─── Extracted material
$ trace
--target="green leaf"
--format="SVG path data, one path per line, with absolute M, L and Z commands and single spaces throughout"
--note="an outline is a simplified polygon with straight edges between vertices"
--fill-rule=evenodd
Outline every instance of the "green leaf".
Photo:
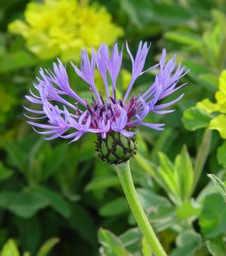
M 193 191 L 202 174 L 211 146 L 212 132 L 208 128 L 203 133 L 202 142 L 198 147 L 194 166 Z
M 170 40 L 186 45 L 198 47 L 202 44 L 201 37 L 196 33 L 185 31 L 169 31 L 164 37 Z
M 52 250 L 55 244 L 59 242 L 59 238 L 52 237 L 44 242 L 44 244 L 40 247 L 37 256 L 47 256 Z
M 199 219 L 202 233 L 207 238 L 226 234 L 226 205 L 219 194 L 208 195 L 203 202 Z
M 159 205 L 170 205 L 169 200 L 165 197 L 158 195 L 152 192 L 151 190 L 137 188 L 137 192 L 140 202 L 144 209 L 148 209 L 151 207 L 155 208 Z
M 45 155 L 43 163 L 42 181 L 46 180 L 58 170 L 65 157 L 68 146 L 61 144 L 54 149 L 50 149 L 50 153 Z
M 99 209 L 99 213 L 103 216 L 110 217 L 120 215 L 130 209 L 127 201 L 124 197 L 119 197 Z
M 37 188 L 33 193 L 42 198 L 43 201 L 47 202 L 48 205 L 51 206 L 64 218 L 70 216 L 70 207 L 60 194 L 44 187 Z
M 170 198 L 177 204 L 179 201 L 179 188 L 175 178 L 174 166 L 169 159 L 162 153 L 158 153 L 160 160 L 159 175 L 164 183 L 164 189 Z
M 12 174 L 12 170 L 5 167 L 3 163 L 0 162 L 0 181 L 9 179 Z
M 220 164 L 226 169 L 226 157 L 225 157 L 225 152 L 226 152 L 226 142 L 224 142 L 219 148 L 217 149 L 217 160 Z
M 148 217 L 158 232 L 173 228 L 175 224 L 178 224 L 176 207 L 173 205 L 159 205 L 148 212 Z
M 214 183 L 214 185 L 217 188 L 220 194 L 223 196 L 223 198 L 226 203 L 226 186 L 214 174 L 207 174 L 207 176 Z
M 26 154 L 16 144 L 5 142 L 4 148 L 7 151 L 12 163 L 25 174 L 28 168 Z
M 181 154 L 175 161 L 175 173 L 179 186 L 180 198 L 183 202 L 189 199 L 193 191 L 193 168 L 186 146 L 183 146 Z
M 185 219 L 189 217 L 197 217 L 201 213 L 202 208 L 193 199 L 186 202 L 176 209 L 176 214 L 179 219 Z
M 20 256 L 17 245 L 12 239 L 4 244 L 1 256 Z
M 195 131 L 199 128 L 206 128 L 209 125 L 212 116 L 204 110 L 195 107 L 188 108 L 183 112 L 182 118 L 185 128 L 189 131 Z
M 98 232 L 99 242 L 102 245 L 101 255 L 106 256 L 131 256 L 122 242 L 109 230 L 99 229 Z
M 14 70 L 32 67 L 38 62 L 34 55 L 25 51 L 18 51 L 5 54 L 0 60 L 0 72 L 8 72 Z
M 116 176 L 105 175 L 97 177 L 92 179 L 85 187 L 85 191 L 93 191 L 103 188 L 107 188 L 110 187 L 116 187 L 120 184 L 119 179 Z
M 165 26 L 186 23 L 192 17 L 189 9 L 185 9 L 176 2 L 169 5 L 165 2 L 151 2 L 151 20 Z
M 30 218 L 47 205 L 47 200 L 32 191 L 0 192 L 0 207 L 21 218 Z
M 78 204 L 71 205 L 71 214 L 69 219 L 71 227 L 92 246 L 96 246 L 96 228 L 93 216 L 84 207 Z
M 207 247 L 213 256 L 225 256 L 226 245 L 223 239 L 211 241 L 207 240 L 206 242 Z
M 193 256 L 202 247 L 202 237 L 194 230 L 186 230 L 176 237 L 176 244 L 177 248 L 170 256 Z
M 120 2 L 122 9 L 127 14 L 131 22 L 142 28 L 151 19 L 151 5 L 148 0 L 123 0 Z

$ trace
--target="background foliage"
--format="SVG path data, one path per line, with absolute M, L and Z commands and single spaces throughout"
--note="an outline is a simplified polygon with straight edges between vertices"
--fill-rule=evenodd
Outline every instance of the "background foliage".
M 38 68 L 50 68 L 55 60 L 39 58 L 23 37 L 8 30 L 23 19 L 27 3 L 0 2 L 1 254 L 150 255 L 113 168 L 96 157 L 95 137 L 70 146 L 49 142 L 26 124 L 24 95 Z M 149 62 L 165 47 L 191 69 L 177 111 L 150 117 L 162 119 L 165 130 L 144 129 L 137 136 L 133 177 L 169 255 L 225 256 L 225 1 L 96 0 L 89 5 L 105 6 L 112 15 L 121 28 L 118 36 L 123 34 L 120 44 L 127 40 L 134 51 L 140 40 L 151 41 Z M 128 57 L 124 60 L 117 85 L 121 93 L 130 78 Z M 75 81 L 69 65 L 68 69 Z M 138 80 L 135 89 L 148 86 L 154 75 Z M 87 88 L 76 82 L 76 90 L 85 95 Z M 215 175 L 210 176 L 208 173 Z

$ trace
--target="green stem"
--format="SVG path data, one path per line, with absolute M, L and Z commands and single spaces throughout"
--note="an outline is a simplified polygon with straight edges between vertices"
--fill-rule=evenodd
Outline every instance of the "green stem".
M 160 242 L 158 241 L 139 201 L 136 192 L 129 162 L 114 166 L 118 174 L 123 191 L 130 206 L 137 223 L 150 244 L 155 256 L 167 256 Z

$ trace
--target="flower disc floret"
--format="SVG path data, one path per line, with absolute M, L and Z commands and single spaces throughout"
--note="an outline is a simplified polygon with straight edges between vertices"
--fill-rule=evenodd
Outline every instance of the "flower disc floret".
M 53 72 L 40 69 L 40 76 L 33 83 L 36 93 L 30 90 L 31 95 L 26 96 L 32 103 L 40 106 L 40 109 L 25 108 L 32 114 L 40 115 L 26 115 L 28 117 L 43 119 L 47 122 L 43 124 L 33 121 L 28 123 L 37 132 L 49 135 L 46 139 L 61 137 L 70 139 L 71 142 L 88 132 L 96 133 L 98 138 L 105 140 L 114 133 L 118 134 L 120 138 L 133 138 L 136 128 L 141 125 L 162 130 L 165 124 L 148 123 L 144 119 L 150 113 L 164 114 L 174 111 L 165 109 L 179 100 L 183 93 L 168 103 L 161 103 L 160 101 L 185 86 L 177 86 L 177 83 L 188 71 L 184 72 L 185 68 L 180 64 L 176 67 L 175 58 L 166 61 L 165 49 L 159 63 L 144 70 L 149 48 L 147 43 L 140 42 L 134 58 L 127 44 L 127 51 L 132 62 L 132 75 L 123 99 L 118 99 L 116 93 L 123 58 L 123 48 L 119 50 L 117 44 L 114 45 L 111 54 L 106 44 L 101 44 L 96 52 L 92 49 L 90 58 L 86 50 L 82 51 L 80 68 L 71 62 L 76 74 L 89 85 L 92 100 L 89 103 L 87 99 L 81 98 L 71 88 L 65 67 L 59 59 L 57 63 L 54 63 Z M 130 95 L 136 79 L 154 68 L 159 68 L 154 82 L 141 95 Z M 96 86 L 96 69 L 103 79 L 105 92 L 99 92 Z M 107 79 L 108 75 L 110 81 Z M 106 97 L 103 98 L 103 95 Z M 130 155 L 133 154 L 131 153 Z

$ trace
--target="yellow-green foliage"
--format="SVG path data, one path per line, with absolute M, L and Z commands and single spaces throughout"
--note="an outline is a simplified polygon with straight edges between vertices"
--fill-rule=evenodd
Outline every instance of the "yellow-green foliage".
M 216 103 L 205 99 L 196 104 L 200 109 L 210 114 L 220 112 L 221 114 L 213 118 L 209 124 L 210 129 L 215 129 L 220 132 L 221 137 L 226 139 L 226 70 L 224 70 L 219 78 L 219 90 L 215 93 Z
M 22 35 L 27 48 L 41 59 L 56 56 L 64 61 L 76 59 L 82 48 L 90 51 L 91 46 L 111 44 L 123 34 L 104 7 L 82 5 L 74 0 L 30 2 L 24 16 L 25 21 L 13 21 L 9 30 Z

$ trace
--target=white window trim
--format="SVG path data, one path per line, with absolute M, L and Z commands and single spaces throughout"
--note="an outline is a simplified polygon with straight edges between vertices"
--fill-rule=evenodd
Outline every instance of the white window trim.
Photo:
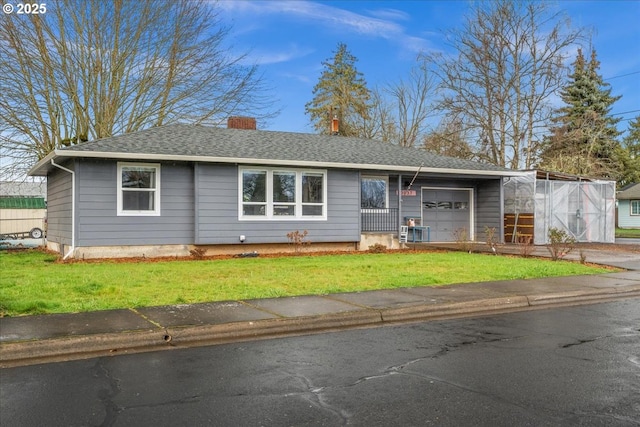
M 267 173 L 267 194 L 266 194 L 266 215 L 244 215 L 242 201 L 243 173 L 244 172 L 266 172 Z M 273 202 L 273 173 L 291 172 L 296 174 L 296 201 L 295 215 L 274 215 L 274 205 L 286 205 L 284 202 Z M 322 174 L 322 203 L 302 203 L 302 174 Z M 247 203 L 252 204 L 252 203 Z M 261 203 L 253 203 L 261 204 Z M 322 215 L 302 215 L 304 206 L 322 206 Z M 327 220 L 327 171 L 326 169 L 295 169 L 295 168 L 266 168 L 256 166 L 241 166 L 238 168 L 238 220 L 240 221 L 326 221 Z
M 156 186 L 153 189 L 154 207 L 152 211 L 125 211 L 122 209 L 122 168 L 123 167 L 144 167 L 154 168 L 156 170 Z M 118 216 L 160 216 L 160 163 L 128 163 L 118 162 L 118 196 L 117 196 L 117 214 Z
M 364 179 L 381 179 L 385 182 L 385 201 L 384 201 L 384 205 L 385 207 L 380 209 L 380 208 L 360 208 L 360 212 L 365 212 L 365 213 L 384 213 L 387 211 L 387 209 L 389 209 L 389 175 L 362 175 L 360 177 L 360 191 L 362 191 L 362 180 Z

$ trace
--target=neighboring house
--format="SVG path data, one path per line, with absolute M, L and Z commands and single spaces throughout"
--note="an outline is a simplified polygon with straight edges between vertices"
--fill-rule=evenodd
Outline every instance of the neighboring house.
M 503 178 L 518 172 L 238 119 L 244 129 L 236 118 L 171 125 L 50 153 L 30 171 L 48 178 L 49 247 L 87 258 L 283 251 L 307 230 L 314 250 L 366 250 L 397 247 L 409 218 L 431 241 L 503 229 Z
M 43 237 L 46 195 L 45 182 L 0 182 L 0 239 Z
M 627 185 L 618 193 L 618 227 L 640 228 L 640 183 Z

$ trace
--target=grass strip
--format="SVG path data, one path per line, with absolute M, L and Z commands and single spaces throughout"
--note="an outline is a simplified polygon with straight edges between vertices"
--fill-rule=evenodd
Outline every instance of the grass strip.
M 61 263 L 0 253 L 0 316 L 438 286 L 608 272 L 574 262 L 464 252 Z

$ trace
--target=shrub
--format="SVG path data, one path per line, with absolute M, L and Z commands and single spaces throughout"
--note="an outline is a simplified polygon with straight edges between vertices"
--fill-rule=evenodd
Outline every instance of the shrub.
M 489 250 L 498 255 L 498 237 L 496 236 L 496 228 L 485 226 L 484 234 L 486 236 L 487 246 L 489 246 Z
M 189 251 L 189 253 L 191 254 L 191 257 L 193 259 L 202 259 L 207 253 L 207 250 L 202 248 L 193 248 Z
M 373 254 L 383 254 L 387 251 L 387 247 L 381 243 L 369 246 L 369 252 Z
M 516 245 L 520 255 L 527 258 L 533 253 L 533 239 L 531 236 L 525 236 L 524 234 L 516 233 Z
M 302 251 L 302 247 L 304 245 L 311 244 L 311 242 L 307 240 L 308 234 L 309 232 L 307 230 L 304 230 L 302 232 L 295 230 L 290 233 L 287 233 L 287 239 L 289 239 L 289 244 L 293 245 L 293 248 L 296 251 L 296 253 L 299 253 L 300 251 Z
M 469 241 L 469 232 L 466 227 L 456 229 L 453 232 L 453 239 L 456 242 L 458 250 L 471 252 L 471 249 L 473 249 L 473 242 Z
M 551 254 L 551 259 L 557 261 L 564 258 L 573 250 L 576 239 L 564 230 L 552 227 L 549 229 L 549 244 L 547 249 Z

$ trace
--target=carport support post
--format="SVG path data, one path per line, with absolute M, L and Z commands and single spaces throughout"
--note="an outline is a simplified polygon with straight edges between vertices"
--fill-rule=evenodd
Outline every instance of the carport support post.
M 400 227 L 402 226 L 402 174 L 398 174 L 398 243 L 400 243 Z

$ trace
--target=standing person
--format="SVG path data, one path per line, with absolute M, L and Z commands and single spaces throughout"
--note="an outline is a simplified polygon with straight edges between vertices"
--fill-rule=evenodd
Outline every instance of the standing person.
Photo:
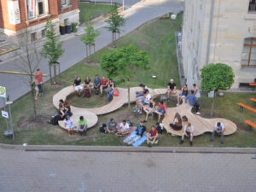
M 170 82 L 167 84 L 167 99 L 170 100 L 170 95 L 176 94 L 176 84 L 172 79 L 170 79 Z
M 105 78 L 105 76 L 102 76 L 102 81 L 101 81 L 101 96 L 102 96 L 103 90 L 106 90 L 108 87 L 108 79 Z
M 166 111 L 167 109 L 166 109 L 166 103 L 163 101 L 160 102 L 158 103 L 156 110 L 154 111 L 154 113 L 158 114 L 158 120 L 157 120 L 158 123 L 160 123 L 160 119 L 161 116 L 165 116 Z
M 93 81 L 93 85 L 94 85 L 94 89 L 96 90 L 96 95 L 98 95 L 99 94 L 99 90 L 100 90 L 100 87 L 101 87 L 101 79 L 99 78 L 99 75 L 96 75 L 95 76 L 95 79 L 94 79 L 94 81 Z
M 39 68 L 37 69 L 35 79 L 38 81 L 38 87 L 39 89 L 39 96 L 43 96 L 43 73 Z
M 81 92 L 83 90 L 83 86 L 81 85 L 81 79 L 79 76 L 78 76 L 76 79 L 73 81 L 73 87 L 75 91 L 78 93 L 79 96 L 80 96 Z
M 40 89 L 39 89 L 39 84 L 37 79 L 34 79 L 34 84 L 35 84 L 35 90 L 36 90 L 35 100 L 38 100 Z
M 200 105 L 197 102 L 197 99 L 195 96 L 194 95 L 194 90 L 191 90 L 191 93 L 186 97 L 185 102 L 187 102 L 187 100 L 189 100 L 189 103 L 190 106 L 193 106 L 195 108 L 195 114 L 201 114 L 199 112 Z
M 158 143 L 158 132 L 155 129 L 155 126 L 151 126 L 150 131 L 147 133 L 147 145 L 151 147 L 151 144 L 157 144 Z
M 67 130 L 70 136 L 73 135 L 73 120 L 69 115 L 67 115 L 64 119 L 65 128 Z
M 223 123 L 217 122 L 215 124 L 215 129 L 212 131 L 212 137 L 210 139 L 210 143 L 212 143 L 214 139 L 215 134 L 217 133 L 218 135 L 221 136 L 221 140 L 220 143 L 223 145 L 224 144 L 224 126 Z
M 182 136 L 182 139 L 180 140 L 179 143 L 183 144 L 184 142 L 184 137 L 190 137 L 189 144 L 190 144 L 190 146 L 192 146 L 193 145 L 193 132 L 194 132 L 194 126 L 190 123 L 186 124 L 184 126 L 184 132 Z
M 188 94 L 189 94 L 189 89 L 188 89 L 188 85 L 185 84 L 181 90 L 181 93 L 178 94 L 177 96 L 177 106 L 179 106 L 182 103 L 182 99 L 186 98 Z
M 170 126 L 175 131 L 180 131 L 183 128 L 183 121 L 178 113 L 175 113 L 173 122 L 170 124 Z
M 84 116 L 79 117 L 78 131 L 80 133 L 80 136 L 83 135 L 83 132 L 84 136 L 87 135 L 87 120 L 84 118 Z
M 198 87 L 196 86 L 196 84 L 193 84 L 193 90 L 194 90 L 194 95 L 197 99 L 201 97 L 200 90 Z

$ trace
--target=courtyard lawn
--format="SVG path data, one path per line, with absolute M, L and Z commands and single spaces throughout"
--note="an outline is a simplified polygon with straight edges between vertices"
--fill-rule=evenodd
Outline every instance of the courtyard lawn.
M 90 15 L 92 19 L 101 16 L 102 15 L 108 14 L 111 10 L 112 5 L 110 4 L 100 4 L 100 3 L 79 3 L 79 20 L 81 23 L 85 21 L 85 16 Z
M 166 84 L 171 78 L 174 79 L 177 84 L 178 71 L 175 51 L 174 32 L 178 30 L 182 18 L 178 17 L 176 20 L 152 20 L 127 36 L 120 38 L 117 42 L 117 46 L 127 45 L 133 43 L 136 46 L 147 50 L 150 55 L 150 70 L 137 72 L 131 79 L 133 86 L 137 86 L 139 83 L 144 82 L 152 88 L 166 87 Z M 161 30 L 159 30 L 161 29 Z M 107 47 L 98 51 L 96 55 L 96 63 L 86 63 L 84 61 L 78 63 L 67 71 L 62 73 L 61 85 L 50 85 L 49 82 L 44 84 L 44 95 L 37 102 L 38 117 L 36 120 L 32 118 L 32 110 L 31 108 L 31 96 L 26 95 L 15 102 L 13 106 L 13 117 L 15 129 L 15 141 L 6 138 L 2 133 L 6 130 L 5 121 L 0 118 L 0 142 L 3 143 L 21 144 L 64 144 L 64 145 L 104 145 L 104 146 L 120 146 L 123 145 L 124 138 L 115 137 L 112 135 L 105 135 L 99 132 L 98 127 L 106 123 L 110 118 L 114 117 L 117 121 L 122 119 L 131 119 L 134 125 L 137 125 L 140 120 L 144 119 L 144 114 L 137 116 L 132 113 L 132 109 L 128 109 L 126 106 L 109 114 L 99 116 L 99 121 L 95 127 L 88 131 L 88 137 L 68 137 L 66 131 L 59 126 L 53 126 L 47 124 L 51 115 L 56 113 L 56 109 L 52 104 L 52 96 L 59 90 L 65 86 L 73 84 L 75 77 L 79 74 L 84 79 L 89 75 L 93 80 L 95 74 L 100 77 L 103 74 L 98 61 L 103 53 L 110 51 Z M 151 75 L 156 75 L 157 79 L 151 79 Z M 120 84 L 125 87 L 125 83 Z M 131 93 L 132 94 L 132 93 Z M 77 106 L 91 107 L 96 99 L 101 103 L 105 102 L 106 97 L 93 96 L 94 98 L 73 98 Z M 238 102 L 245 102 L 252 106 L 250 97 L 256 97 L 255 93 L 225 93 L 224 97 L 217 97 L 214 110 L 214 117 L 226 118 L 233 120 L 238 126 L 237 131 L 230 136 L 224 137 L 224 147 L 256 147 L 256 131 L 248 130 L 243 123 L 244 119 L 250 119 L 255 122 L 255 115 L 246 109 L 242 113 L 239 113 L 239 108 L 236 105 Z M 63 98 L 64 99 L 64 98 Z M 86 101 L 85 101 L 86 100 Z M 212 100 L 205 96 L 200 101 L 201 104 L 201 115 L 209 117 Z M 168 107 L 174 107 L 175 102 L 168 103 Z M 133 106 L 132 106 L 133 107 Z M 149 117 L 146 124 L 148 129 L 156 123 L 156 116 Z M 207 133 L 202 136 L 195 137 L 194 146 L 195 147 L 218 147 L 220 138 L 216 137 L 212 145 L 209 144 L 211 134 Z M 170 134 L 164 133 L 160 136 L 158 146 L 179 146 L 179 137 L 172 137 Z M 185 140 L 183 146 L 189 146 L 189 141 Z

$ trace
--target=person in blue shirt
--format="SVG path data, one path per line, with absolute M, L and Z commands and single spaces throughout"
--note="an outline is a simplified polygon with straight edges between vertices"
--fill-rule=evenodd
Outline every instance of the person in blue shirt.
M 96 75 L 94 81 L 93 81 L 93 85 L 94 89 L 96 90 L 96 94 L 97 95 L 101 87 L 101 79 L 99 78 L 98 75 Z
M 194 95 L 194 90 L 192 90 L 190 94 L 186 97 L 185 102 L 189 100 L 189 103 L 190 106 L 193 106 L 195 108 L 195 114 L 201 114 L 199 112 L 200 105 L 197 102 L 197 99 L 195 96 Z

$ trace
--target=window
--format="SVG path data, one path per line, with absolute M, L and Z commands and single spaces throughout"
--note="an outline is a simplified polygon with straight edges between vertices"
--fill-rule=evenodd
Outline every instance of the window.
M 241 67 L 256 67 L 256 38 L 248 38 L 244 40 Z
M 41 31 L 41 36 L 42 36 L 42 38 L 45 38 L 45 29 L 43 29 L 42 31 Z
M 31 42 L 37 40 L 37 32 L 31 33 Z
M 248 11 L 256 13 L 256 0 L 250 0 Z

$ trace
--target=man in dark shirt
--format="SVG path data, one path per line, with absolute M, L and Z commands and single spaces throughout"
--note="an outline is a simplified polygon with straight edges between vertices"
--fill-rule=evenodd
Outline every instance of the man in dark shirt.
M 167 84 L 167 99 L 170 99 L 171 94 L 176 94 L 176 84 L 173 79 L 171 79 L 170 82 Z

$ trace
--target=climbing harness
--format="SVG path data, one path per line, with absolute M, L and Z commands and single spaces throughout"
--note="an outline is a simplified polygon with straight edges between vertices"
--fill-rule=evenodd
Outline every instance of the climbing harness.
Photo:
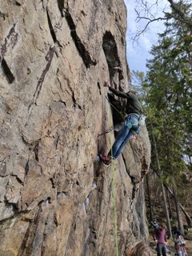
M 109 128 L 108 130 L 106 130 L 106 131 L 104 131 L 104 133 L 98 134 L 98 137 L 101 136 L 101 135 L 104 135 L 106 134 L 110 133 L 112 130 L 112 128 Z

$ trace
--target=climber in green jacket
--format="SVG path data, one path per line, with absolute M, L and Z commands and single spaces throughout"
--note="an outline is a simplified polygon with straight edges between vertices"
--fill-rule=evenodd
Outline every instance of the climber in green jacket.
M 135 91 L 129 90 L 127 93 L 121 92 L 110 86 L 110 82 L 106 81 L 106 86 L 115 95 L 126 98 L 126 114 L 127 118 L 121 128 L 118 136 L 106 156 L 99 154 L 101 161 L 109 165 L 111 159 L 116 159 L 122 152 L 126 142 L 135 134 L 139 128 L 139 118 L 142 113 L 142 106 L 135 95 Z

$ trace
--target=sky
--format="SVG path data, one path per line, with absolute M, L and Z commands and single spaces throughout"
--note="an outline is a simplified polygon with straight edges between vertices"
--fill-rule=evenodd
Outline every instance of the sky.
M 157 43 L 157 34 L 163 31 L 163 22 L 152 22 L 148 26 L 145 34 L 139 36 L 137 42 L 134 42 L 133 38 L 138 28 L 143 29 L 146 26 L 146 21 L 142 20 L 139 22 L 136 21 L 137 14 L 134 11 L 136 7 L 135 0 L 124 0 L 127 8 L 127 31 L 126 31 L 126 57 L 127 62 L 130 71 L 138 70 L 146 74 L 147 69 L 146 67 L 146 59 L 151 58 L 150 50 L 152 45 Z M 154 6 L 151 12 L 156 14 L 158 17 L 163 17 L 161 8 L 167 5 L 167 0 L 159 1 L 158 8 Z M 156 2 L 156 0 L 148 0 L 150 6 Z M 138 8 L 138 7 L 137 7 Z

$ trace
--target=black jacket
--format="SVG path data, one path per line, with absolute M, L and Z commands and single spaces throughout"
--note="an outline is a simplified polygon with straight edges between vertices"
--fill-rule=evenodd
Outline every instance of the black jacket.
M 134 113 L 141 115 L 142 113 L 142 106 L 138 99 L 138 97 L 131 93 L 124 93 L 120 90 L 115 90 L 112 87 L 109 87 L 115 95 L 126 98 L 126 113 L 127 114 Z

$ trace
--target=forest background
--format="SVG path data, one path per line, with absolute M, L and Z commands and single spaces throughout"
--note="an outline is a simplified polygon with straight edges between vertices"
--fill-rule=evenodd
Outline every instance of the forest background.
M 163 17 L 151 13 L 151 4 L 138 1 L 138 21 L 164 21 L 165 30 L 146 62 L 147 72 L 131 72 L 132 86 L 143 102 L 152 145 L 150 173 L 146 178 L 149 223 L 156 220 L 182 230 L 192 255 L 192 2 L 167 0 L 170 10 Z M 158 2 L 154 5 L 158 7 Z

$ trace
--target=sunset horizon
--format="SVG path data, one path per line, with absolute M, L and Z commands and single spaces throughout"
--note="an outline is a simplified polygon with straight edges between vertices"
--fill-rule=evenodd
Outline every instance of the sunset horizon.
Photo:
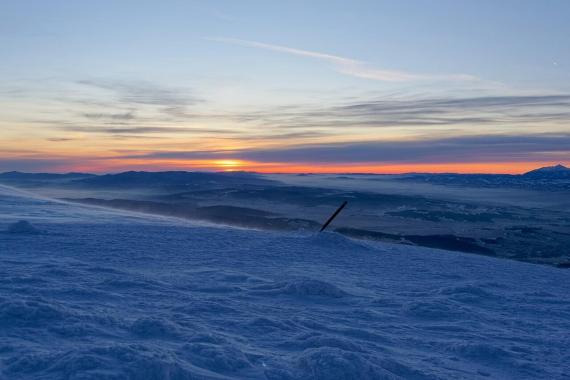
M 0 8 L 0 172 L 570 163 L 563 2 L 30 4 Z

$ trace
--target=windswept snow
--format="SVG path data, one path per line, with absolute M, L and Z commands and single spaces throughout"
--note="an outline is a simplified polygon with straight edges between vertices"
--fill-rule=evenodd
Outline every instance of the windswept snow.
M 0 231 L 1 379 L 570 376 L 567 270 L 6 188 Z

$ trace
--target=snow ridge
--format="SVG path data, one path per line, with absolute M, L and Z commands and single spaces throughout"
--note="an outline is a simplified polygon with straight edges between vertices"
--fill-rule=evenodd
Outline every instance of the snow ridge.
M 1 192 L 0 209 L 0 231 L 42 232 L 0 234 L 0 379 L 570 373 L 565 270 Z

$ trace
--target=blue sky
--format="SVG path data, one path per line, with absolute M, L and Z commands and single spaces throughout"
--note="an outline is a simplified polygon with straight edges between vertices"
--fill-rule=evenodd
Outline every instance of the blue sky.
M 561 0 L 5 1 L 0 169 L 269 170 L 362 143 L 364 166 L 476 163 L 380 153 L 501 136 L 495 164 L 568 162 L 554 142 L 569 133 L 569 14 Z

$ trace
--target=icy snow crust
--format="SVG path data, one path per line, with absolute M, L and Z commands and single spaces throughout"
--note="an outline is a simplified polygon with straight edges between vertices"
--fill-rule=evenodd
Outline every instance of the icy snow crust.
M 563 379 L 570 272 L 0 188 L 1 379 Z

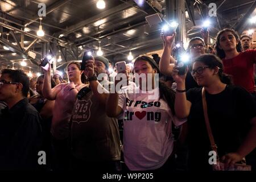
──────
» Your objective
Write out the lines unchanged, from the start of the records through the line containing "M 220 164 L", both ends included. Leave the pictures out of your answer.

» Solution below
$ trace
--target="green leaf"
--format="SVG path data, one path per line, with absolute M, L and Z commands and single spaces throughout"
--note="an outline is a simplified polygon with straight edges between vertices"
--fill-rule=evenodd
Outline every instance of the "green leaf".
Photo:
M 193 191 L 202 174 L 211 146 L 212 132 L 208 128 L 203 133 L 202 142 L 198 147 L 194 166 Z
M 170 40 L 186 45 L 198 47 L 202 44 L 201 37 L 196 33 L 185 31 L 169 31 L 164 37 Z
M 52 250 L 55 244 L 59 242 L 59 238 L 52 237 L 44 242 L 44 244 L 40 247 L 37 256 L 47 256 Z
M 199 219 L 202 233 L 207 238 L 226 234 L 226 205 L 219 194 L 208 195 L 203 202 Z
M 159 205 L 170 205 L 169 200 L 165 197 L 158 195 L 152 192 L 151 190 L 137 188 L 137 192 L 140 202 L 144 209 L 148 209 L 151 207 L 155 208 Z
M 45 155 L 43 163 L 42 181 L 46 180 L 58 170 L 65 157 L 68 146 L 61 144 L 54 149 L 50 149 L 50 153 Z
M 99 209 L 99 213 L 103 216 L 110 217 L 120 215 L 130 209 L 127 201 L 124 197 L 119 197 Z
M 37 188 L 33 193 L 42 198 L 43 201 L 47 202 L 48 205 L 51 206 L 64 218 L 70 216 L 70 207 L 60 194 L 44 187 Z
M 170 198 L 177 204 L 179 201 L 179 188 L 175 178 L 174 166 L 169 159 L 162 153 L 158 153 L 160 160 L 159 175 L 164 183 L 164 189 Z
M 12 174 L 12 170 L 5 167 L 3 163 L 0 162 L 0 181 L 9 179 Z
M 220 164 L 226 169 L 226 157 L 225 157 L 225 152 L 226 152 L 226 142 L 224 142 L 219 148 L 217 149 L 217 160 Z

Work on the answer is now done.